WORK TO BE COMPLETED: Word for word, restate the entries below, but exclude the images.

** Opening EXCERPTED RECORDS block **

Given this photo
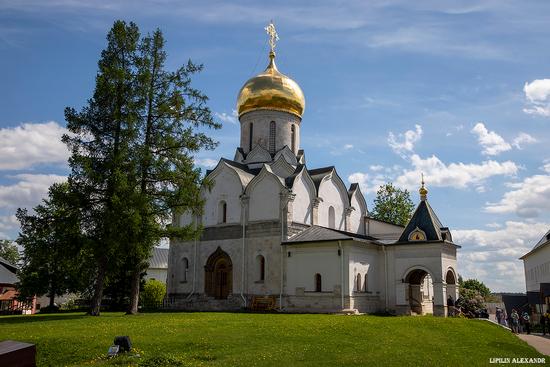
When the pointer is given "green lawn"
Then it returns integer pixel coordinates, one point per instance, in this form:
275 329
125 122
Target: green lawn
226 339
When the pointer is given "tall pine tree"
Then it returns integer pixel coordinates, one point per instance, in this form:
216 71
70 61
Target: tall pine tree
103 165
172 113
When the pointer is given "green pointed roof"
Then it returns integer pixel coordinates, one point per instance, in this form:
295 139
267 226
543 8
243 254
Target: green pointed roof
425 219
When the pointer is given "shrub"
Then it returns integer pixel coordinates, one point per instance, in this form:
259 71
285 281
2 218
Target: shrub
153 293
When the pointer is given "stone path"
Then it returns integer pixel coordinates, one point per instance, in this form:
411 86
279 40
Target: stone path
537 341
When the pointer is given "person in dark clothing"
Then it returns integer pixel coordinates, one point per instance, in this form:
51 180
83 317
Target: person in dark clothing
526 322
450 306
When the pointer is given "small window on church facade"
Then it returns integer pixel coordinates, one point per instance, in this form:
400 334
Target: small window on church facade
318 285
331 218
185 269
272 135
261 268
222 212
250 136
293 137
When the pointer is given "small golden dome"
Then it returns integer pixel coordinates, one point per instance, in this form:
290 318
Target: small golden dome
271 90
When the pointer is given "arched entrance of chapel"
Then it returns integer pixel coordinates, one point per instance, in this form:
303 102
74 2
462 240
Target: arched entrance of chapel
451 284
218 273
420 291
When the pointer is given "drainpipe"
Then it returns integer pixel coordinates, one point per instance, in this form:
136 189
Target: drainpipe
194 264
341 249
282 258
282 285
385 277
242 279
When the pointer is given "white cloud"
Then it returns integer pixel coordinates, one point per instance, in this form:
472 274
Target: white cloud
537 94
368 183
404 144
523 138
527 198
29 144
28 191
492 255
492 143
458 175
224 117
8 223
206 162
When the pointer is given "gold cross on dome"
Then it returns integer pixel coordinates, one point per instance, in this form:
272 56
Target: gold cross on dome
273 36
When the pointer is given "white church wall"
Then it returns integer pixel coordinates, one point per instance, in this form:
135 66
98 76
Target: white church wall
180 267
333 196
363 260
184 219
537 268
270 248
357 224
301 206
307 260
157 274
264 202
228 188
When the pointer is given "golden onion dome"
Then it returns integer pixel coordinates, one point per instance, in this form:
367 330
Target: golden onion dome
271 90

** Closing EXCERPTED RECORDS block **

YOUR RESPONSE:
Given this photo
When the pointer is given "green lawn"
Then it returns integer pixel coordinates, one point per instance, in this form:
275 329
125 122
Target: green lawn
226 339
When the pointer is given "tall pine tree"
Then it returns integer pixel coordinates, one point per instance, in this form:
216 71
70 61
Target: tall pine tree
103 165
172 113
When the pointer is given "green pointed roof"
Then it returns integer pixel coordinates, one point per instance, in this form:
295 139
267 226
543 8
243 254
Target: green pointed roof
425 219
When the pointer is given "shrub"
Then it returns integer pixel coordinates, one point per instance, in this form:
259 71
285 281
2 218
Target: shrub
153 293
When the pointer is given "stone path"
Then it returns integer pixel coordinates, one point per instance, in this form:
411 86
279 40
Target: stone path
537 341
When the pointer is given "person in dark clothing"
Then it returns integer pixel coordinates, one point per instance, in this form:
51 180
83 317
Target: person in dark clothing
526 322
450 306
When the pointer is given "small window on church facade"
Then it returns integer pixel coordinates, one point per instance, in this form:
400 334
Target: small window on church facade
318 285
331 218
185 269
272 135
261 268
222 212
250 136
293 137
When the pointer is given "small golden dome"
Then it returns integer pixel coordinates, one point per instance, in this form:
290 318
Target: small golden dome
271 90
When the pointer is given "arched entrance of chapel"
Then it returns integer pixel coordinates, one point per instance, in this form:
303 102
74 2
462 240
Target: arched entrance of chapel
451 284
218 273
420 291
When the pointer is given "drainpipe"
Then it returns integer pixel coordinates, one point per instance, in this form:
136 189
Target: drainpipe
194 264
341 249
282 258
282 285
385 277
242 279
When the pointer is given "white cloud"
Then it returns integer pixel coordinates, one point per instance, in this form:
472 274
Target: white cloud
537 94
368 183
404 144
523 138
527 198
29 144
28 191
492 255
492 143
458 175
224 117
8 223
206 162
When the pointer is given "gold cross on dome"
Then it returns integer pixel coordinates, one point per instance, in this form:
272 56
Target: gold cross on dome
273 36
When the pointer is given "white church wall"
Then it returns integer pixel coordinates, one point per instance, in this form:
135 66
98 76
Target: white church wall
180 267
333 196
363 260
184 219
537 268
270 248
357 224
301 206
307 260
157 274
264 202
228 188
When the pointer is given "golden onion dome"
Then it returns integer pixel coordinates, one point per instance, in this form:
367 330
Target: golden onion dome
271 90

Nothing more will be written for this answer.